→ RECORD EXTRACTS:
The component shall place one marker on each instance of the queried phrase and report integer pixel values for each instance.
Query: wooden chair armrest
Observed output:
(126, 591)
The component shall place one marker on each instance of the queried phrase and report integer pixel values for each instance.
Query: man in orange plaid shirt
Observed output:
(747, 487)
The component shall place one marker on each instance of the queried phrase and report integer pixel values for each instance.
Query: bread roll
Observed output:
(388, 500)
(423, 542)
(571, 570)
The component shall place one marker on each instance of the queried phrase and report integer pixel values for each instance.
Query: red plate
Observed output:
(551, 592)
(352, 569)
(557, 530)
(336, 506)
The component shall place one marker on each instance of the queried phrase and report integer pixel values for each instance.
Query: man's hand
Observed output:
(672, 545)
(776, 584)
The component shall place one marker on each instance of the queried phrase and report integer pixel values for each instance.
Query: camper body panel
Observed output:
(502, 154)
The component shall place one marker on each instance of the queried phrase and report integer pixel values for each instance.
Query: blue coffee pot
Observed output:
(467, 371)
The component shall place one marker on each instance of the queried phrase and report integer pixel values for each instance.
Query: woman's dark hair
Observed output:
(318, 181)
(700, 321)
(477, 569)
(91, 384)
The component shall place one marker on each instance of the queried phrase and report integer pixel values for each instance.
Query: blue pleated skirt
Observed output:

→ WHAT IS EXPECTED: Return the line that contains "Query: camper body panel" along with every line after it through the end of the entries, exactly, adding nothing.

→ WRITTEN SOLUTION:
Query: camper body panel
Observed output:
(502, 154)
The component shall place one marker on each instance of the queried phrase and report integer pixel values for each instance.
Query: blue coffee pot
Observed output:
(467, 371)
The component shall place one marker on each instance of the queried phrase and report integer pixel values for each instance.
Query: woman's dark hair
Observed output:
(318, 181)
(700, 321)
(477, 569)
(91, 384)
The component shall place one marker on each instance of the queried phrase and report integer pixel values for each instance.
Query: blue pleated skirt
Observed output:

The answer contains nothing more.